_Текст для анализа_:
>>
Как видите, эта характеристика созвучна тому, что писал Полибий. Справедливости ради надо отметить, что последнее время тенденция изменилась, многие историки находят в Филиппе многие достоинства, отрицая его другую сторону. Но бог с ними, это безусловно их право. С легкой руки Моммзена в исторической литературе начался диспут о том, тот ли он государь который нужен был Македонии в этот время, или необходим был совсем иной. Дискуссия в общем то бессмысленная, но попробую и я выказаться на этот счет.
Тот Филипп, который в конце своей жизни, после поражений и краха всех своих начинаний, терпеливо строил экономику своей страны, шаг за шагом укреплял возможности своей армии, хотя и был весьма ограничен в средствах, нравится многим гораздо больше, нежили Филипп в начале его пути. Вот только бы что то хорошее из этого, бог весть. Проверить мы не сможем. Да и окружена Македония была отнюдь не миролюбивыми и доброжелательными соседями, отнюдь! Любой из них готов был урвать кусок у соседа, едва только чувствовал его слабость!
<<
_Задания_:
**a)** Сможете выписать из текста о Филиппе фрагмент от слов «Тот Филипп, который» до слов «чувствовал его слабость!» включительно, без единого изменения?
**b)** Что могло бы следовать в тексте о Филиппе за его последним предложением? Напишите продолжение.

_Исходные строки_:
>>
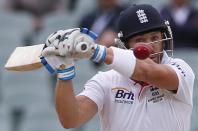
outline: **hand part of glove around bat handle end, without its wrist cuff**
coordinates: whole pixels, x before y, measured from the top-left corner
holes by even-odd
[[[59,41],[59,55],[75,59],[91,58],[94,53],[94,40],[96,38],[97,35],[86,28],[66,30]]]

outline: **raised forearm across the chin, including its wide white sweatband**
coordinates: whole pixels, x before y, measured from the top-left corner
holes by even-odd
[[[177,89],[178,78],[173,69],[170,69],[165,65],[157,64],[149,58],[145,60],[138,60],[135,57],[132,57],[133,52],[128,52],[127,54],[127,52],[123,50],[116,54],[114,53],[116,53],[116,50],[112,50],[111,48],[107,49],[105,63],[113,63],[113,69],[122,75],[138,81],[144,81],[167,90]],[[119,57],[119,59],[115,59],[114,57]],[[116,62],[113,62],[114,60],[116,60]]]

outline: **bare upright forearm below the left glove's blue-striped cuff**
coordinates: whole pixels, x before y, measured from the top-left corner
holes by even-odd
[[[72,81],[57,81],[55,93],[56,110],[65,128],[77,126],[78,102],[73,92]]]

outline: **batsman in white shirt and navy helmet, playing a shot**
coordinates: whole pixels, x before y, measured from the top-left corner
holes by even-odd
[[[97,113],[101,131],[189,131],[195,75],[180,58],[173,58],[170,25],[151,5],[132,5],[119,16],[116,43],[124,49],[96,43],[86,28],[51,34],[41,61],[57,74],[55,106],[64,128],[78,127]],[[134,47],[151,47],[138,59]],[[107,64],[75,95],[74,60]]]

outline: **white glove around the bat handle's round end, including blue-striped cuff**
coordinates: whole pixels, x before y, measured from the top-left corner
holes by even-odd
[[[60,55],[71,56],[75,59],[88,58],[96,63],[104,62],[106,47],[94,42],[97,35],[87,28],[81,28],[79,33],[71,33],[68,39],[60,41],[58,47]],[[68,46],[70,47],[69,50],[66,48]]]

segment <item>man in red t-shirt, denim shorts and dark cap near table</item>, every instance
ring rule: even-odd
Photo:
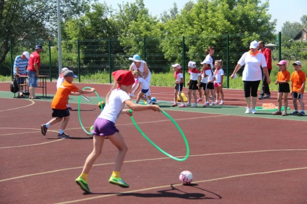
[[[30,96],[29,99],[40,99],[40,97],[35,96],[35,87],[37,87],[37,79],[39,75],[39,68],[41,65],[41,57],[39,53],[43,51],[42,45],[36,45],[35,52],[30,54],[29,65],[27,68],[28,74],[28,86]]]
<<
_Ответы по заданиям_:
**a)**
Тот Филипп, который в конце своей жизни, после поражений и краха всех своих начинаний, терпеливо строил экономику своей страны, шаг за шагом укреплял возможности своей армии, хотя и был весьма ограничен в средствах, нравится многим гораздо больше, нежили Филипп в начале его пути. Вот только бы что то хорошее из этого, бог весть. Проверить мы не сможем. Да и окружена Македония была отнюдь не миролюбивыми и доброжелательными соседями, отнюдь! Любой из них готов был урвать кусок у соседа, едва только чувствовал его слабость!

**b)**
Да и мог ли царь Македонии быть другим, не тем кем он был? Нет. Филипп был сыном своего времени, все наследники Александра мечтали о его славе, каждый из них считал, что именно ему боги даровали право возродить великую империю. Все они были жестоки и вероломны. Они рождались в этой атмосфере, в ней воспитывались, жили и умирали. Он был не лучше и не хуже владык Египта и Сирии, те же устремления, и увы тот же конец. И греческие полугосударства, хоть и дышали на ладан, однако не могли и не отказывались от попыток установить свою гегемонию над остальными.
Да и молодой хищник, в лице Рима был не лучше, не был менее агрессивен остальных. Хоть и не было в вечном городе царя, но каждый молодой и не очень аристократ мечтал о славе, а слава была в войне.
Так не будем же осуждать царя Македонии, он был талантлив и энергичен, единственная его вина была в том, что он родился, когда эллинский мир стремительно катился к своему закату. Но уж в этом он виноват точно не был.